◆ THINGS TO DO
**a)** In the auger-versus-drag-chain thread, list every username that appears in a post header.
**b)** Copy everything in the auger-versus-drag-chain thread from "My one and only" down to "luck than I do.", renaming "disaster" as "failure".
— Begin SUPPLIED TEXT —
# auger or drag chain??



## happy (Dec 10, 2004)

I am buying either a salt dogg 2000 or 2250 or a 1400601ss. The later model # is a 8' stainless v box with dual electric motors and a drag chain. This will be going in a shortbed truck. We bought one of the 8' stainless models last year and like it. We have put it in ouor shortbed, and the length is not an issue. What I don't like about the conveyor chain is that it leaves salt under the hopper. Augers don't. Help me with the pros and cons of an auger style versus the conveyor chain. We have owned both. For what we do, all electric with dual electric motors is what we want. Please chime in with your opinion please


----------



## Mark Oomkes (Dec 10, 2000)

My one and only experience with an (electric) auger was a disaster. 

I believe the others who were stating augers worked well were using either dual auger spreaders or hydro or both. 

Good luck, hope you have better luck than I do.


----------



## leolkfrm (Mar 11, 2010)

how you take care of them is important.....best to park it empty


----------



## Omega (Dec 22, 2013)

We run a Snowex 7550 and like the auger setup. Our equipment is kept indoors all year unless we are using it so it might be different if kept outside in the elements


----------



## TB Grass (Jan 5, 2015)
— End SUPPLIED TEXT —
— Begin RAW RECORDS —
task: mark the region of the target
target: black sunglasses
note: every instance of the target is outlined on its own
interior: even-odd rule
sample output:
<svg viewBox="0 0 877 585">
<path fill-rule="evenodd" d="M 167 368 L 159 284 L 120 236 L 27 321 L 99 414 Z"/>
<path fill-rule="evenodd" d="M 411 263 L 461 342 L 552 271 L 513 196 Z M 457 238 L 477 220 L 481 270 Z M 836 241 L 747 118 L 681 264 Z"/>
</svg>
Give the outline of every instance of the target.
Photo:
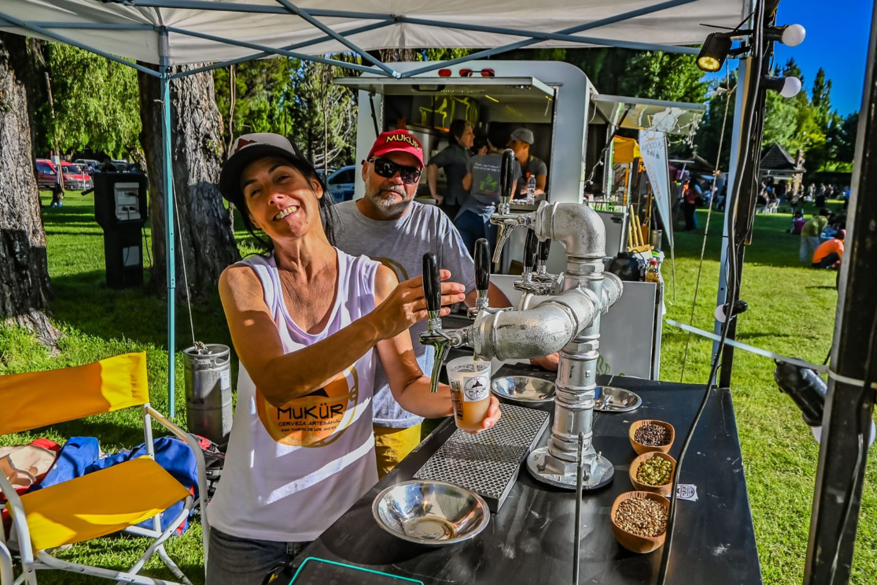
<svg viewBox="0 0 877 585">
<path fill-rule="evenodd" d="M 385 179 L 389 179 L 398 173 L 402 182 L 409 185 L 413 185 L 420 180 L 421 170 L 417 167 L 398 165 L 389 159 L 372 159 L 369 162 L 374 165 L 374 172 L 378 176 Z"/>
</svg>

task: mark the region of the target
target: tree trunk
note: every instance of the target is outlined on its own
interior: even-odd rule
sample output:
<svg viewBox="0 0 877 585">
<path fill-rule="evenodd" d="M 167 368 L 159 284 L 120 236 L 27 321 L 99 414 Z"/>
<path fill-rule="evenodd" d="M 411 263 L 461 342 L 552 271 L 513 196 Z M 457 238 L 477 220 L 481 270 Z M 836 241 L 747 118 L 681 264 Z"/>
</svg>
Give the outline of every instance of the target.
<svg viewBox="0 0 877 585">
<path fill-rule="evenodd" d="M 0 324 L 53 346 L 51 283 L 34 176 L 28 87 L 35 82 L 25 37 L 0 32 Z"/>
<path fill-rule="evenodd" d="M 148 66 L 147 66 L 148 67 Z M 183 70 L 196 65 L 184 66 Z M 138 74 L 140 86 L 140 142 L 149 177 L 150 223 L 154 268 L 151 285 L 167 289 L 165 249 L 162 103 L 157 78 Z M 223 269 L 240 260 L 234 232 L 217 187 L 222 164 L 223 119 L 213 93 L 213 75 L 200 73 L 171 82 L 171 167 L 174 175 L 176 291 L 186 299 L 186 276 L 192 300 L 216 290 Z M 172 200 L 173 201 L 173 200 Z M 185 273 L 183 273 L 185 267 Z"/>
</svg>

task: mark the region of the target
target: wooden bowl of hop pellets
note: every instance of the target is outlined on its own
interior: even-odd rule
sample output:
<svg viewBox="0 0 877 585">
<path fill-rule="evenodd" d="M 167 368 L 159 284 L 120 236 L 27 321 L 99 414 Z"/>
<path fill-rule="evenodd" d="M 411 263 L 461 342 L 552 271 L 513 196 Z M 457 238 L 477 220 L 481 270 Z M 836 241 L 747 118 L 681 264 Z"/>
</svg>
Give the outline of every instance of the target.
<svg viewBox="0 0 877 585">
<path fill-rule="evenodd" d="M 670 503 L 647 491 L 628 491 L 615 498 L 610 520 L 618 544 L 631 553 L 651 553 L 664 544 Z"/>
<path fill-rule="evenodd" d="M 676 460 L 666 453 L 644 453 L 631 462 L 631 483 L 639 491 L 669 496 L 674 473 Z"/>
<path fill-rule="evenodd" d="M 670 423 L 662 420 L 638 420 L 628 432 L 631 445 L 638 455 L 644 453 L 669 453 L 676 431 Z"/>
</svg>

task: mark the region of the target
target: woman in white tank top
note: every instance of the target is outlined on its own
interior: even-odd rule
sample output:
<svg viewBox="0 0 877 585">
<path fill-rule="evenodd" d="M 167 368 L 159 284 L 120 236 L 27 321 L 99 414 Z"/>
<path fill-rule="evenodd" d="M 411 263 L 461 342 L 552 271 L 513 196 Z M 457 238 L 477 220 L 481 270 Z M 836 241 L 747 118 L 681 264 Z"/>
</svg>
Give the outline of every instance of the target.
<svg viewBox="0 0 877 585">
<path fill-rule="evenodd" d="M 240 368 L 223 478 L 207 508 L 207 585 L 261 582 L 377 482 L 375 359 L 406 410 L 453 412 L 450 389 L 430 393 L 411 349 L 408 328 L 427 317 L 420 277 L 398 283 L 385 267 L 332 246 L 331 196 L 285 138 L 244 135 L 233 153 L 220 190 L 271 252 L 219 281 Z M 443 282 L 442 304 L 463 293 Z M 498 418 L 494 399 L 484 428 Z"/>
</svg>

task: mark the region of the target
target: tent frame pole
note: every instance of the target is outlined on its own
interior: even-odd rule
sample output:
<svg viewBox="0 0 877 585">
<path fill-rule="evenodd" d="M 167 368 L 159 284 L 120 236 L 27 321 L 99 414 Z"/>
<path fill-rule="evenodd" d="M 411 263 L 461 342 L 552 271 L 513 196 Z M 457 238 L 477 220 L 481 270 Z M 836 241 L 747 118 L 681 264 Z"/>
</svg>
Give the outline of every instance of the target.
— End RAW RECORDS —
◆ ANSWERS IN ORDER
**a)** happy, Mark Oomkes, leolkfrm, Omega, TB Grass

**b)**
My one and only experience with an (electric) auger was a failure. 

I believe the others who were stating augers worked well were using either dual auger spreaders or hydro or both. 

Good luck, hope you have better luck than I do.